» YOUR ASSIGNMENT
Repeat the data exactly. Pictures are not part of the copy.

═══ LISTED ENTRIES

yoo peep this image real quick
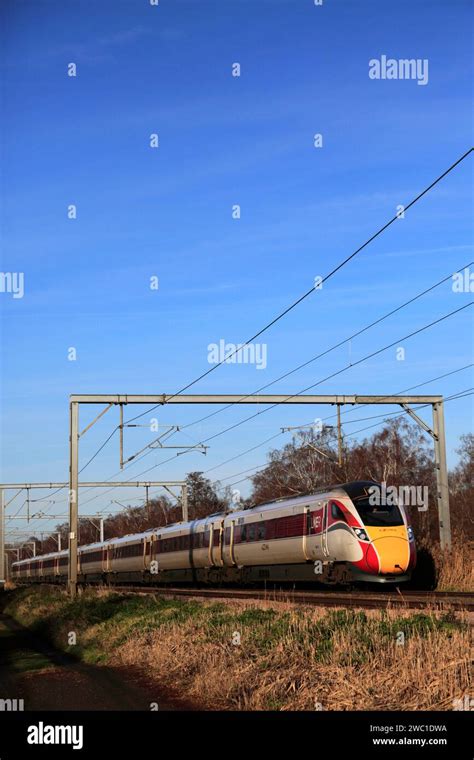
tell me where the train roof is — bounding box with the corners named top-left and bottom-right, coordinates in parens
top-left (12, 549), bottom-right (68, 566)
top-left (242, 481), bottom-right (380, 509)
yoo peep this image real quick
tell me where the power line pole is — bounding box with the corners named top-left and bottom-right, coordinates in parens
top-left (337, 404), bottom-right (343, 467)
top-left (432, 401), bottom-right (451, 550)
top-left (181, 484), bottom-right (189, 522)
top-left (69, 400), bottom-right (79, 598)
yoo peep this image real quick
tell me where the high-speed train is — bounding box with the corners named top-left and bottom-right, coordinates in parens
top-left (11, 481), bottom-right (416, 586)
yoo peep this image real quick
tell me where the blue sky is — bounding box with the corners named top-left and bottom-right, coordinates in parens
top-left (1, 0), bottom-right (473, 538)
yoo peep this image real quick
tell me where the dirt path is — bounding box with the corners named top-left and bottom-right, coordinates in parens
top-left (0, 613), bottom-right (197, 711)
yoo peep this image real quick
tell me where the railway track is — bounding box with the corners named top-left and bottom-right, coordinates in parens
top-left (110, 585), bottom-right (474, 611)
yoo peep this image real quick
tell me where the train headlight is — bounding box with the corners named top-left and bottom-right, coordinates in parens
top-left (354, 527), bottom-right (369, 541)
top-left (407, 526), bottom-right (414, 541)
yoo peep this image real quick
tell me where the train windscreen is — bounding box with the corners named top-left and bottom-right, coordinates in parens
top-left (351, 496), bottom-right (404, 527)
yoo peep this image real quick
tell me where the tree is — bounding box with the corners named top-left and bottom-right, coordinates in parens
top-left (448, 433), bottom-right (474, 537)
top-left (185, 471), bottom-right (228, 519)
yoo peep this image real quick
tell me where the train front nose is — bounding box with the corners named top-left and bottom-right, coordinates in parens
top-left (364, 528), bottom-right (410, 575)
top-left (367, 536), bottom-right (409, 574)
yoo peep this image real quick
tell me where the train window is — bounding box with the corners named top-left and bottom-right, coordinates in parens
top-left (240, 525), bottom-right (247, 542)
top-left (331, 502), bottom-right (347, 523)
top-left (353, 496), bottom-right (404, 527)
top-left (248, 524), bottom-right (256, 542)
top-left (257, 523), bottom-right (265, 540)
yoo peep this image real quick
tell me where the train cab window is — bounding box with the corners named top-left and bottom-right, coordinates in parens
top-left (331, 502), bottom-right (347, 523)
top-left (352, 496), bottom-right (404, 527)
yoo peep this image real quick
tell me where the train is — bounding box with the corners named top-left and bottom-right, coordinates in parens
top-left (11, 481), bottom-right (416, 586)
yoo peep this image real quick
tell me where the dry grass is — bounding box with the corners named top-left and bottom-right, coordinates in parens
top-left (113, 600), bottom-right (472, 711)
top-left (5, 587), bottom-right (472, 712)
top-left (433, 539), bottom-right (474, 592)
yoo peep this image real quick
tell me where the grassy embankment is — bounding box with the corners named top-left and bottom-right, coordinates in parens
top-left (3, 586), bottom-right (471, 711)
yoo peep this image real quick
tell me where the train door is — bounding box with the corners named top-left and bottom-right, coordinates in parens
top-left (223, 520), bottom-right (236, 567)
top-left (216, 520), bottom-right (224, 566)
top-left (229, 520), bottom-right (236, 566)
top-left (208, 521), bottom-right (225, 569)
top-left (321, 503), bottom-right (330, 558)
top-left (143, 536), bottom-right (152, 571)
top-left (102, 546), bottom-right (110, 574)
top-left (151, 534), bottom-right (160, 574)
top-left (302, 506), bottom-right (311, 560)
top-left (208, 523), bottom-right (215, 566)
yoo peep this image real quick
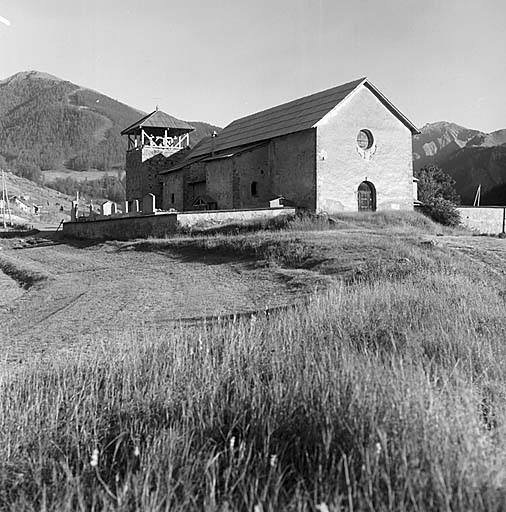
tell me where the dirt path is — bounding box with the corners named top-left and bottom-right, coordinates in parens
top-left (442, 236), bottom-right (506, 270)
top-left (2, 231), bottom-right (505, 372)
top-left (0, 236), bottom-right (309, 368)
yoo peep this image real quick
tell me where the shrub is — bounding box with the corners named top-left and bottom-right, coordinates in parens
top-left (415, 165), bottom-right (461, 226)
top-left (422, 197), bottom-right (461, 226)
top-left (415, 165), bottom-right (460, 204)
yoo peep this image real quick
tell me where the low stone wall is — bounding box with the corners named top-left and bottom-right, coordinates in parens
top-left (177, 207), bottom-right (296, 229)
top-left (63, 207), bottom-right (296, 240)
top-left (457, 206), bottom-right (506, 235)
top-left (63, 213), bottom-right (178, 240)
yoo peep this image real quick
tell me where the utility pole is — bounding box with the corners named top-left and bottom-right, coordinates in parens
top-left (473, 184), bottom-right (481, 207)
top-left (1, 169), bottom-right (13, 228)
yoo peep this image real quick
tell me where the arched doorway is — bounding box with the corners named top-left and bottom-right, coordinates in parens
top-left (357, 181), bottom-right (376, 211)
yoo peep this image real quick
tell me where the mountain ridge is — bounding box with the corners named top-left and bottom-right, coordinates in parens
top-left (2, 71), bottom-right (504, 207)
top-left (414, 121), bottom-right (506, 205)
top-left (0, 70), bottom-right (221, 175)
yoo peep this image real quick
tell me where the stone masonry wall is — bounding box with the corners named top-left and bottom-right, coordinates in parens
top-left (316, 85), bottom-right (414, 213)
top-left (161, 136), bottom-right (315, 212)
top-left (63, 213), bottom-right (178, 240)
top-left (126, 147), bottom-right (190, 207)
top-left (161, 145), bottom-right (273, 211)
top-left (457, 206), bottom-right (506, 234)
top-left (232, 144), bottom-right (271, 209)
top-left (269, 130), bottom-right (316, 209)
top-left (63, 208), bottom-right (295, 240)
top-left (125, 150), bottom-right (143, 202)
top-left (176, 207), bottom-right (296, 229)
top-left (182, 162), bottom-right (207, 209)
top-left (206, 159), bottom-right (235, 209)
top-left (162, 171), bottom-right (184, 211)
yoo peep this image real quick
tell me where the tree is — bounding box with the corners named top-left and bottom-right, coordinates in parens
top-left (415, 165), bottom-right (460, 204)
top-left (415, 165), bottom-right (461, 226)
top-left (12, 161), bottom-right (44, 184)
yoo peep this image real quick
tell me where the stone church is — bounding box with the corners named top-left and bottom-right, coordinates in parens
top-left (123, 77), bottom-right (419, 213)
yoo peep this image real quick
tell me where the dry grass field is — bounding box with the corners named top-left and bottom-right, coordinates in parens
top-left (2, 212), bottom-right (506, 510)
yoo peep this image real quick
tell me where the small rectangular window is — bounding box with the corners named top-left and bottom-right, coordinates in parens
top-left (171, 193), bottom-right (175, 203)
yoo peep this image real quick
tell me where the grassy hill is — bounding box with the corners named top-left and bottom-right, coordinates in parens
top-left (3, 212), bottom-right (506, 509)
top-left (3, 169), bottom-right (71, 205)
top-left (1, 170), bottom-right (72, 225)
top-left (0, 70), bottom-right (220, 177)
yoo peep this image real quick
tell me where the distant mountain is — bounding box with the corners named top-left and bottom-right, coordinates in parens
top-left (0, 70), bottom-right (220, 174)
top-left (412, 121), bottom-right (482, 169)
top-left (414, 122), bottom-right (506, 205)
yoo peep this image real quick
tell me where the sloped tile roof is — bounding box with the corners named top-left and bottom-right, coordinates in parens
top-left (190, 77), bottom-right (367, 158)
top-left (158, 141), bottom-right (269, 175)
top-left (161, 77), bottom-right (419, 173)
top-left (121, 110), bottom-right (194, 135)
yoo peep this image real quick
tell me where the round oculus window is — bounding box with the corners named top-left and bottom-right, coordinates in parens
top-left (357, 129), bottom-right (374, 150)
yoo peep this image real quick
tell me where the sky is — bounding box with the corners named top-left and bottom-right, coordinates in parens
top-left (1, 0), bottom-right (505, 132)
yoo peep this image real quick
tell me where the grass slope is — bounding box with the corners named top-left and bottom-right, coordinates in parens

══════

» ANSWER TO THE EXERCISE
yoo peep this image real quick
tell me where the train roof is — bounding box with the corners named top-left and bottom-right, coordinates in parens
top-left (12, 549), bottom-right (68, 566)
top-left (242, 481), bottom-right (380, 509)
yoo peep this image real quick
tell me where the power line pole is — bounding box with the corners named top-left and bottom-right, coordinates in parens
top-left (337, 404), bottom-right (343, 467)
top-left (432, 401), bottom-right (451, 550)
top-left (181, 484), bottom-right (189, 522)
top-left (69, 400), bottom-right (79, 598)
yoo peep this image real quick
tell me where the high-speed train is — bounding box with the corners named top-left and bottom-right, coordinates in parens
top-left (11, 481), bottom-right (416, 586)
yoo peep this image real quick
tell me where the blue sky is — bounding box with the corners named top-left and bottom-right, coordinates in parens
top-left (1, 0), bottom-right (473, 538)
yoo peep this image real quick
tell me where the dirt path is — bounding box with the corners named top-left and bottom-right, coordinates in parens
top-left (0, 613), bottom-right (197, 711)
yoo peep this image real quick
tell me where the railway track is — bounding box with the corners named top-left and bottom-right, coordinates in parens
top-left (110, 585), bottom-right (474, 611)
yoo peep this image real quick
tell me where the train headlight is — bounding box with the corners named top-left and bottom-right, coordinates in parens
top-left (354, 527), bottom-right (369, 541)
top-left (407, 526), bottom-right (414, 541)
yoo peep this image real quick
tell me where the train windscreen is — bounding box with the corners named top-left and bottom-right, coordinates in parens
top-left (351, 496), bottom-right (404, 527)
yoo peep this image real quick
tell me where the tree is — bounding box with the corners named top-left and bottom-right, coordinates in parens
top-left (448, 433), bottom-right (474, 537)
top-left (185, 471), bottom-right (228, 519)
yoo peep this image real quick
tell me where the train front nose is — bounding box with the corners named top-left and bottom-right, coordinates in parens
top-left (364, 528), bottom-right (410, 575)
top-left (367, 536), bottom-right (409, 574)
yoo peep this image real quick
tell me where the train window is — bounding box with the corners named top-left and bottom-right, coordinates in parens
top-left (240, 525), bottom-right (247, 542)
top-left (331, 502), bottom-right (347, 523)
top-left (353, 496), bottom-right (404, 527)
top-left (248, 524), bottom-right (256, 542)
top-left (257, 523), bottom-right (265, 540)
yoo peep this image real quick
tell me where the train cab window is — bounding box with the corners named top-left and bottom-right, coordinates in parens
top-left (331, 502), bottom-right (347, 523)
top-left (352, 496), bottom-right (404, 527)
yoo peep this image real quick
tell me where the train is — bounding box with the corners named top-left and bottom-right, coordinates in parens
top-left (11, 481), bottom-right (416, 586)
yoo peep this image real quick
tell me where the dry grass is — bounding box with the corners named top-left and bottom-right, coordinates in parens
top-left (113, 600), bottom-right (472, 711)
top-left (5, 587), bottom-right (472, 712)
top-left (433, 539), bottom-right (474, 592)
yoo peep this image real quick
tell me where the grassy embankment is — bounding box with the corners named top-left and bottom-right, coordinates in parens
top-left (3, 586), bottom-right (471, 711)
yoo peep this image real quick
tell me where the train door is — bounding box with the corners named top-left and bottom-right, coordinates in parens
top-left (223, 520), bottom-right (236, 567)
top-left (216, 520), bottom-right (224, 566)
top-left (229, 520), bottom-right (236, 566)
top-left (208, 521), bottom-right (225, 569)
top-left (321, 503), bottom-right (330, 558)
top-left (143, 536), bottom-right (152, 571)
top-left (102, 546), bottom-right (110, 574)
top-left (151, 534), bottom-right (160, 574)
top-left (302, 506), bottom-right (311, 560)
top-left (208, 523), bottom-right (215, 566)
yoo peep this image real quick
tell me where the dirt path is — bounding box with the corners named top-left and bottom-right, coordinates in parens
top-left (442, 236), bottom-right (506, 270)
top-left (2, 231), bottom-right (505, 372)
top-left (0, 236), bottom-right (309, 368)
yoo peep this image real quick
tell me where the shrub is — bounding box with the corners named top-left and bottom-right, coordinates in parens
top-left (415, 165), bottom-right (461, 226)
top-left (422, 197), bottom-right (461, 226)
top-left (415, 165), bottom-right (460, 204)
yoo peep this image real quick
tell me where the low stone wall is — bounding box with the corners named top-left and bottom-right, coordinates in parens
top-left (177, 207), bottom-right (296, 229)
top-left (63, 207), bottom-right (296, 240)
top-left (457, 206), bottom-right (506, 235)
top-left (63, 213), bottom-right (178, 240)
yoo peep this image real quick
tell me where the utility pole is — bounding box with the corners named top-left and bottom-right, coordinates in parens
top-left (473, 184), bottom-right (481, 207)
top-left (1, 169), bottom-right (13, 228)
yoo peep this image real quick
tell me where the arched doorway is — bounding box with the corners named top-left and bottom-right, coordinates in parens
top-left (357, 181), bottom-right (376, 211)
yoo peep this image real quick
tell me where the mountain ridge is — bounding box with the corners named top-left and bottom-right, coordinates in parens
top-left (2, 71), bottom-right (504, 207)
top-left (414, 121), bottom-right (506, 205)
top-left (0, 70), bottom-right (221, 175)
yoo peep this image real quick
tell me where the stone masonry wall is — bounding box with the corners named top-left and bottom-right, coordinates in parens
top-left (316, 85), bottom-right (414, 213)
top-left (161, 136), bottom-right (315, 212)
top-left (63, 213), bottom-right (178, 240)
top-left (126, 147), bottom-right (190, 207)
top-left (161, 145), bottom-right (273, 211)
top-left (457, 206), bottom-right (506, 234)
top-left (232, 144), bottom-right (271, 209)
top-left (269, 130), bottom-right (316, 209)
top-left (63, 208), bottom-right (295, 240)
top-left (125, 150), bottom-right (143, 202)
top-left (176, 207), bottom-right (296, 229)
top-left (182, 162), bottom-right (207, 209)
top-left (206, 159), bottom-right (235, 209)
top-left (162, 171), bottom-right (184, 211)
yoo peep this image real quick
tell me where the tree is — bounding box with the corners named top-left and bottom-right, coordinates in parens
top-left (415, 165), bottom-right (460, 204)
top-left (415, 165), bottom-right (461, 226)
top-left (12, 161), bottom-right (44, 184)
yoo peep this image real quick
tell me where the stone church is — bounding box with the corners named top-left and bottom-right, coordinates in parens
top-left (123, 77), bottom-right (419, 213)
yoo peep this image real quick
tell me where the dry grass field is — bounding box with the corners named top-left and bottom-right, coordinates in parens
top-left (2, 212), bottom-right (506, 510)
yoo peep this image real quick
tell me where the small rectangular window is — bounding box with the corners named top-left and bottom-right, coordinates in parens
top-left (171, 193), bottom-right (175, 203)
yoo peep this image real quick
tell me where the grassy hill is — bounding box with the corners named top-left and bottom-right, coordinates in parens
top-left (3, 212), bottom-right (506, 509)
top-left (3, 169), bottom-right (71, 205)
top-left (1, 170), bottom-right (72, 225)
top-left (0, 70), bottom-right (220, 177)
yoo peep this image real quick
tell me where the distant mountain is — bounding box with the corners named top-left and bottom-right, coordinates in parens
top-left (0, 70), bottom-right (220, 174)
top-left (412, 121), bottom-right (482, 169)
top-left (414, 122), bottom-right (506, 205)
yoo peep this image real quick
tell me where the sloped tile roof is — bounding box with the corners named top-left and bottom-right, coordinates in parens
top-left (190, 77), bottom-right (367, 158)
top-left (158, 141), bottom-right (269, 175)
top-left (161, 77), bottom-right (419, 173)
top-left (121, 110), bottom-right (194, 135)
yoo peep this image real quick
tell me where the round oculus window is — bounding box with the corners named top-left and bottom-right, coordinates in parens
top-left (357, 129), bottom-right (374, 150)
yoo peep this image real quick
tell me where the sky is — bounding box with the corners named top-left and bottom-right, coordinates in parens
top-left (1, 0), bottom-right (505, 132)
yoo peep this image real quick
tell me where the grass slope is — bounding box with the corners named top-left and bottom-right, coordinates in parens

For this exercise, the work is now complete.